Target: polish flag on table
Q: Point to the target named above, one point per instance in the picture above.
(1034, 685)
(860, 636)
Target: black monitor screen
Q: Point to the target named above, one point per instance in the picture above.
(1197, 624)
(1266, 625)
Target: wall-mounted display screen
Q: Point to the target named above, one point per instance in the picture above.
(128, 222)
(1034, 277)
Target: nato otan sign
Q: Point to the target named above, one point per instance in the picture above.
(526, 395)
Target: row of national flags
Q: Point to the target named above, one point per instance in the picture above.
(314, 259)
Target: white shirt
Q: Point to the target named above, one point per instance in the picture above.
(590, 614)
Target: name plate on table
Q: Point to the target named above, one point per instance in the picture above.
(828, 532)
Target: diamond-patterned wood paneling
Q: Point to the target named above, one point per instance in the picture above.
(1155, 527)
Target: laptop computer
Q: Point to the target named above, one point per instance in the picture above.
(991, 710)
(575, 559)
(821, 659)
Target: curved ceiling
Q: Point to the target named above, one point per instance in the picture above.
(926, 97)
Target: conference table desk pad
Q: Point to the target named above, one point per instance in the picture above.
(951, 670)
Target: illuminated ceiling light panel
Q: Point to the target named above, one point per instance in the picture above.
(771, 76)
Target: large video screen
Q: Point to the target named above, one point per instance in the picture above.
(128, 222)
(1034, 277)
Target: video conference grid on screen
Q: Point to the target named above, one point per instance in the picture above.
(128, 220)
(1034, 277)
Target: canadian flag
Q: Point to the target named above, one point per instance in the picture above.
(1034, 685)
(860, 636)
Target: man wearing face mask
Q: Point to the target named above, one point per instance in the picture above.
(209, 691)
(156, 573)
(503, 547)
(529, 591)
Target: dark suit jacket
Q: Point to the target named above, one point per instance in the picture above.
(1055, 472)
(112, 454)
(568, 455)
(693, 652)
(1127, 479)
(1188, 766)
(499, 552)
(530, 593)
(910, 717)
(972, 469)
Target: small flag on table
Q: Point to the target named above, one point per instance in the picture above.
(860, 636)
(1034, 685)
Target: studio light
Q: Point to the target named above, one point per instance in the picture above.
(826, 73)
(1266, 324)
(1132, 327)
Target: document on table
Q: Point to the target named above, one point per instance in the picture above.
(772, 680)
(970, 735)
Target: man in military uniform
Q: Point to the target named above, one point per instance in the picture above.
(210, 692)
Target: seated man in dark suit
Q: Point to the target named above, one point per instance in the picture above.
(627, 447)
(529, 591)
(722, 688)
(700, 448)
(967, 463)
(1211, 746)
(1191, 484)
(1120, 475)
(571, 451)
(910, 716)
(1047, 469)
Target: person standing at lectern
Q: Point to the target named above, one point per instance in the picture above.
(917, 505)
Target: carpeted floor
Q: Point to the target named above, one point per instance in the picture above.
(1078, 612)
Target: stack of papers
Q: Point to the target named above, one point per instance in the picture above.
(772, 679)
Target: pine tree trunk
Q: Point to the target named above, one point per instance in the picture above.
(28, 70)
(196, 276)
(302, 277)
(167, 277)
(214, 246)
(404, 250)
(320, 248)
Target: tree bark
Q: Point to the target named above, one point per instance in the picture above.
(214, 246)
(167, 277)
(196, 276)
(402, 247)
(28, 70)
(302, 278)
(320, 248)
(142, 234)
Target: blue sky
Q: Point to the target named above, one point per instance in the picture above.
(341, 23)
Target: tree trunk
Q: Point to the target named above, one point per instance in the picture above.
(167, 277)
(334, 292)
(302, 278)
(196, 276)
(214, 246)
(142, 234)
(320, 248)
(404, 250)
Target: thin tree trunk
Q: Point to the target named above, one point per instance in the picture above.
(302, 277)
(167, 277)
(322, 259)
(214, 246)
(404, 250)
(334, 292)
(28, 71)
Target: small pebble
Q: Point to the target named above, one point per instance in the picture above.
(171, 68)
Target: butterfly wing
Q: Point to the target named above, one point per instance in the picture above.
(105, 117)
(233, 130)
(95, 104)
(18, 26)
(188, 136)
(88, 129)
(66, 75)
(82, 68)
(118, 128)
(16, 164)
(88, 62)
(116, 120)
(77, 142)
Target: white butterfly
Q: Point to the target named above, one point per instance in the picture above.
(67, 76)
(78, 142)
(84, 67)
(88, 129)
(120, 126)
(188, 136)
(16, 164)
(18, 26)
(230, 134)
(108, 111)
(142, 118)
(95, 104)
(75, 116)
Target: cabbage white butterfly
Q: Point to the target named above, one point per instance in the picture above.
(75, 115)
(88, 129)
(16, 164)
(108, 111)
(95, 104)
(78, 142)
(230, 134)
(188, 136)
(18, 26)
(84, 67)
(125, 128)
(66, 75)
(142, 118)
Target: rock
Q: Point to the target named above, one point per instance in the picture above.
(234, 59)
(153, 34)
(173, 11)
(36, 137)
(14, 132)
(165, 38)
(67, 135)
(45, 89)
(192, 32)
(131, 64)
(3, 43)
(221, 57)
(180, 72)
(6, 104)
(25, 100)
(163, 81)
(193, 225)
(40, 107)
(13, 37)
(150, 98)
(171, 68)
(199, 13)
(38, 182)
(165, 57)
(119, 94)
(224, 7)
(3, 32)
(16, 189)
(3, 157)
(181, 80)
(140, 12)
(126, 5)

Your goal:
Reproduce all of the records above word for word, line by line, with nothing added or left out.

Written response:
Target: polish flag on table
Q: Point to the target named above, one point per instance in the picture above.
(1034, 685)
(860, 636)
Target: black monitor screen
Q: Point to the target named above, one point per instance in the picture above.
(1197, 624)
(1266, 625)
Target: wall-mounted display screen
Q: Point to the target named above, one point per instance in the picture above.
(128, 222)
(1034, 277)
Target: nato otan sign
Q: Point to the target named above, one point per instance in the picture above.
(526, 395)
Target: row of national flags
Q: Point to the target named above, one point per instance in the picture above.
(314, 259)
Target: white shirt
Q: Point to the target named above, one point per instance in the picture above.
(590, 614)
Target: name plate on table
Q: Point to the target named above, one point per instance in the picture above.
(828, 532)
Target: diamond-patterned wood paneling
Q: Point to the target named above, one point per instance in the picture above.
(1155, 527)
Target: laptop computer
Q: Point to the target named above, one point per instance in the picture above.
(991, 710)
(575, 559)
(821, 659)
Target: curved ceiling
Q: Point to the target named above, one point per instance in the picture above.
(926, 97)
Target: conference table desk pad
Q: Point to the target named above, one point per instance in the picture above.
(951, 670)
Target: illuminated ceiling light panel
Q: Point to the target named above, one point per instance in the picture above.
(771, 76)
Target: large video screen
Q: Point to the target named above, one point per instance in the picture above.
(128, 222)
(1034, 277)
Target: video conference grid on screen
Q: Point to the target named above, one point per instance in the picture above.
(128, 220)
(1034, 277)
Target: canadian flag
Q: Point to the target named above, one point per instance in the picture above.
(1034, 685)
(860, 636)
Target: man wearing face mask
Q: Point to the target named above, one point per instance in the picture above.
(209, 691)
(156, 573)
(503, 547)
(529, 591)
Target: dark suit jacket
Q: Point to the target named above, one point per instance in the picture above.
(1055, 472)
(112, 454)
(568, 455)
(693, 652)
(1127, 479)
(1188, 766)
(499, 552)
(530, 593)
(910, 717)
(972, 469)
Target: small flag on table
Q: Point to the target named above, one point per instance in the picture above.
(860, 636)
(1034, 685)
Target: studio light
Q: Point to the target named above, one point per instance in the picture above.
(826, 73)
(1266, 324)
(1132, 327)
Target: document on table
Q: Point to the target named above, one point per instance in the picture above.
(772, 680)
(970, 735)
Target: man in military uniform
Q: Point to the target named above, one point per instance in the picture above.
(210, 692)
Target: seated man in dark suit
Q: Point to the target named above, one point per instance in the picture above.
(627, 447)
(529, 591)
(722, 688)
(700, 448)
(967, 463)
(1211, 746)
(1191, 484)
(1120, 475)
(571, 451)
(910, 716)
(1047, 469)
Target: person standing at lectern
Q: Point to the target named above, one point per instance in the picture above.
(917, 505)
Target: carpeted floor
Q: Point to the target named above, one point per instance in the picture above.
(1078, 612)
Target: stack of papers
Q: Point to the target named above, one point per instance in the picture above.
(772, 679)
Target: pine tree trunk
Q: Point to the target named above, one point per instance in the picture above.
(28, 70)
(196, 276)
(302, 277)
(167, 277)
(214, 246)
(404, 250)
(320, 248)
Target: tree bark
Q: Point to the target named above, one point per instance in the picture above.
(214, 246)
(167, 277)
(196, 276)
(402, 247)
(28, 70)
(302, 278)
(320, 248)
(142, 234)
Target: blue sky
Q: Point to the target named above, one point per instance in the picture above.
(341, 23)
Target: tree trunk
Q: Point to the target named above, one point per instance in the picture above.
(167, 277)
(334, 292)
(302, 278)
(196, 276)
(214, 246)
(142, 234)
(320, 248)
(404, 250)
Target: thin tree trunk
Q: Point to the target named above, one point per instance in the picture above.
(302, 277)
(167, 277)
(322, 259)
(214, 246)
(404, 250)
(334, 292)
(28, 71)
Target: small pebble
Q: Point to the target named above, one point per instance in the picture above.
(171, 68)
Target: butterfly wing
Q: Point to the target named above, one point per instance in the picture above.
(105, 117)
(233, 130)
(95, 104)
(18, 26)
(188, 136)
(88, 129)
(66, 75)
(82, 68)
(118, 128)
(16, 164)
(88, 62)
(116, 120)
(77, 142)
Target: white butterfly
Q: Point to the target named above, one point per instance in the picture above.
(67, 76)
(78, 142)
(84, 67)
(88, 129)
(120, 126)
(188, 136)
(16, 164)
(18, 26)
(230, 134)
(108, 111)
(142, 118)
(95, 104)
(75, 116)
Target: cabbage white butterfly
Q: Point to the target named above, one point per instance in the picture above.
(75, 115)
(88, 129)
(16, 164)
(108, 111)
(95, 104)
(78, 142)
(230, 134)
(188, 136)
(18, 26)
(84, 67)
(125, 128)
(66, 75)
(142, 118)
Target: rock
Q: Point to the target named above, one point per instance in the picture above.
(234, 59)
(153, 34)
(173, 11)
(36, 137)
(14, 132)
(165, 38)
(67, 135)
(45, 89)
(192, 32)
(131, 64)
(3, 43)
(221, 57)
(180, 72)
(6, 104)
(25, 100)
(163, 81)
(193, 225)
(40, 107)
(13, 37)
(150, 98)
(171, 68)
(199, 13)
(38, 182)
(165, 57)
(119, 94)
(224, 7)
(3, 32)
(16, 189)
(3, 157)
(181, 80)
(140, 12)
(126, 5)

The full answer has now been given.